Information shown:
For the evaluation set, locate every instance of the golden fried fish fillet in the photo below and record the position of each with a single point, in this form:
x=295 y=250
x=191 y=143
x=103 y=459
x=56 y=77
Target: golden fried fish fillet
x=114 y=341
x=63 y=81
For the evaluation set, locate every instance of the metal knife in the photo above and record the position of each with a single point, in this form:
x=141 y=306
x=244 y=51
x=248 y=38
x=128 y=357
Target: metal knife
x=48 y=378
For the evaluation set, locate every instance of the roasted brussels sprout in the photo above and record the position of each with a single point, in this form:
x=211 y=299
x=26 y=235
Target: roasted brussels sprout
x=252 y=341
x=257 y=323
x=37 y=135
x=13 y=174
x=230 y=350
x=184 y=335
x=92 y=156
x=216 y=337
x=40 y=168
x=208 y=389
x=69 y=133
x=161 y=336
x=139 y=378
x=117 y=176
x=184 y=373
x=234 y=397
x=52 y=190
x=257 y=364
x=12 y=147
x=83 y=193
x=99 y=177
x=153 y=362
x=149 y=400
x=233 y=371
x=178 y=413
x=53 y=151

What this task involves: Can you rewrite all the rows above with "evaluation set" renamed to "test set" and nothing else altered?

Output for this exercise:
For the test set, locate every instance of the golden fried fish fillet in the photo below and record the position of each with a single point, in this form:
x=295 y=250
x=191 y=143
x=103 y=459
x=56 y=77
Target: golden fried fish fillet
x=114 y=341
x=63 y=81
For the test set, locate every instance of the metal knife in the photo above and record the position of each with a single point, in this form:
x=141 y=306
x=244 y=51
x=248 y=38
x=128 y=357
Target: metal knife
x=48 y=378
For the test set, locate every instance of the roasted brussels sprout in the photo above and record the position of each with a single point, in this form:
x=211 y=299
x=26 y=235
Target: roasted brussels sprout
x=252 y=341
x=257 y=323
x=37 y=135
x=13 y=174
x=230 y=350
x=184 y=335
x=92 y=156
x=216 y=337
x=40 y=168
x=208 y=389
x=69 y=133
x=161 y=336
x=139 y=378
x=117 y=176
x=184 y=373
x=234 y=397
x=52 y=190
x=257 y=364
x=12 y=147
x=83 y=193
x=99 y=177
x=153 y=362
x=149 y=400
x=233 y=371
x=178 y=413
x=53 y=151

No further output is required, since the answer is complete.